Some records

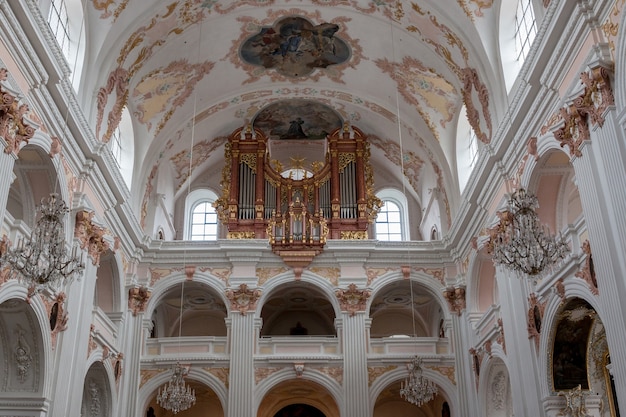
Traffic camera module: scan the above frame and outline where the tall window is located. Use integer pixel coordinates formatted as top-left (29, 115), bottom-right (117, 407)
top-left (515, 0), bottom-right (537, 62)
top-left (48, 0), bottom-right (71, 61)
top-left (376, 200), bottom-right (402, 242)
top-left (109, 126), bottom-right (122, 168)
top-left (191, 201), bottom-right (217, 240)
top-left (184, 189), bottom-right (219, 240)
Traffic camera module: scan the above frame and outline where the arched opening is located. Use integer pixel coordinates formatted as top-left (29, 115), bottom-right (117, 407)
top-left (141, 378), bottom-right (224, 417)
top-left (80, 362), bottom-right (113, 417)
top-left (370, 280), bottom-right (444, 338)
top-left (261, 282), bottom-right (337, 336)
top-left (257, 379), bottom-right (339, 417)
top-left (94, 250), bottom-right (121, 314)
top-left (152, 281), bottom-right (228, 338)
top-left (373, 381), bottom-right (450, 417)
top-left (0, 299), bottom-right (49, 415)
top-left (483, 359), bottom-right (513, 417)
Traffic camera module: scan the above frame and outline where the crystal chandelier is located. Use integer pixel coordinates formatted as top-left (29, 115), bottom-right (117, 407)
top-left (489, 188), bottom-right (569, 276)
top-left (0, 194), bottom-right (85, 294)
top-left (400, 356), bottom-right (437, 407)
top-left (157, 362), bottom-right (196, 414)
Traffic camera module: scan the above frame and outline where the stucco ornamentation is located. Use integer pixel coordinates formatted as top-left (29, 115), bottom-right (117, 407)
top-left (335, 284), bottom-right (372, 317)
top-left (527, 293), bottom-right (547, 353)
top-left (128, 286), bottom-right (152, 316)
top-left (443, 287), bottom-right (465, 316)
top-left (226, 284), bottom-right (261, 316)
top-left (575, 240), bottom-right (598, 295)
top-left (74, 210), bottom-right (109, 265)
top-left (0, 74), bottom-right (35, 154)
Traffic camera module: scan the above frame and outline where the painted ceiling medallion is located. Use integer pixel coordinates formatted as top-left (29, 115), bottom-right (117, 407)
top-left (239, 16), bottom-right (351, 78)
top-left (253, 99), bottom-right (343, 139)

PROBLEM DETAILS: Tally the lines of the data above that contain the word "window", and reply with the number alone.

FULL SOLUTION: 1